Re: How to get latency info from benchmark

Posted by Eric Fukuda <e....@gmail.com>.
I got the same error with this commit too. Weird :-( I will try picking the
necessary classes. Thanks anyway.

On Sat, Sep 3, 2016 at 7:41 AM, Robert Metzger <rm...@apache.org> wrote:

> I also can't checkout the commit locally... which is weird, because GitHub
> still seems to be able to somehow access it.
>
> Can you try this commit: df42160832ff65ae2a85b478d1dd0b398fa6ef3f ?
>
> I actually believe its probably easier to just pick the classes you need
> from the "benchmark" repository and fit them to the current code base.

DATASET SECTION:
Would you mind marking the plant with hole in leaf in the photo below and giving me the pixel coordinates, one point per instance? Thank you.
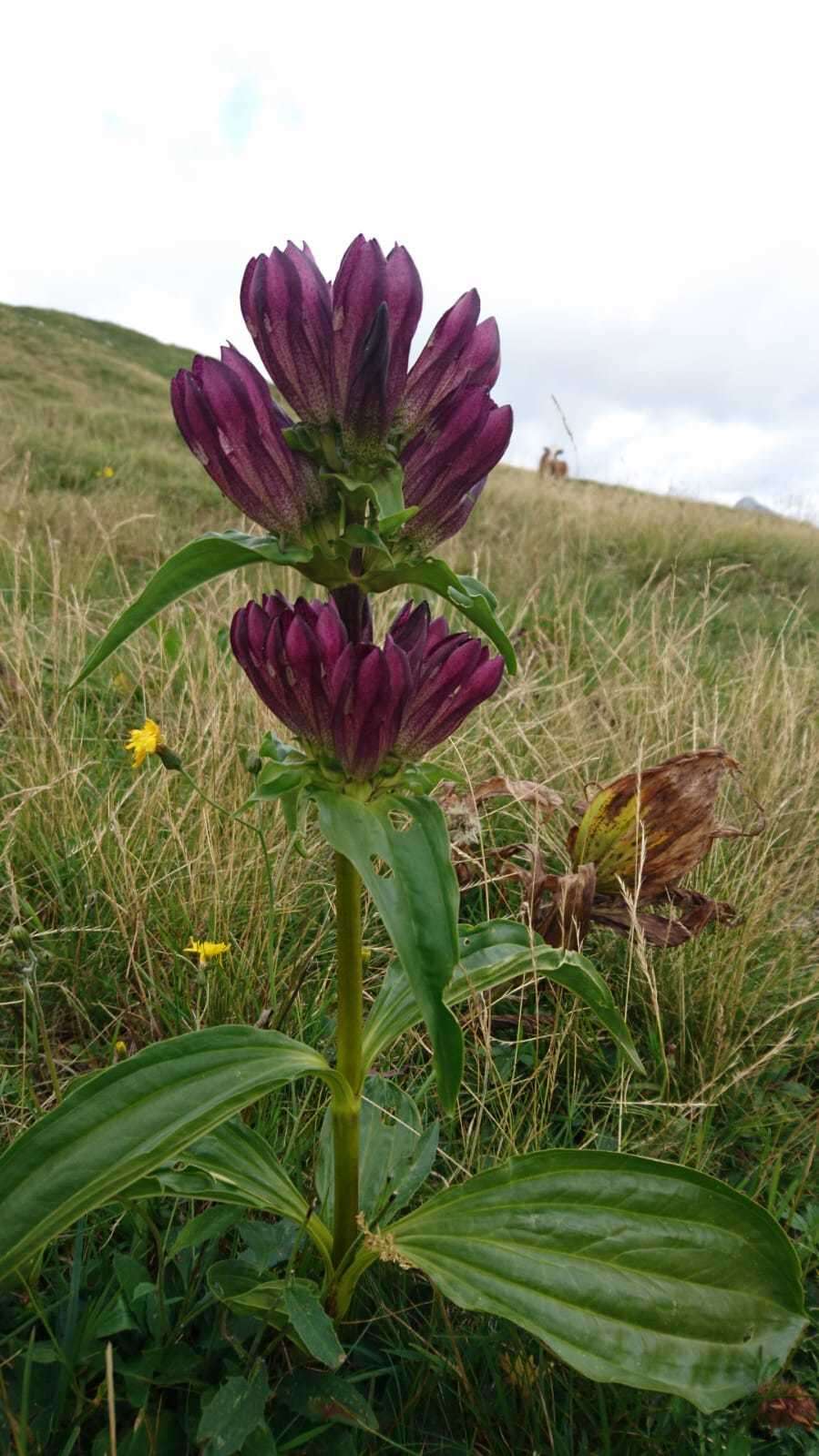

WRITTEN REQUEST:
In the forum thread on getting latency info from a benchmark, what does Eric Fukuda say he will try after getting the same error with the suggested commit?

WRITTEN SOLUTION:
Picking the necessary classes.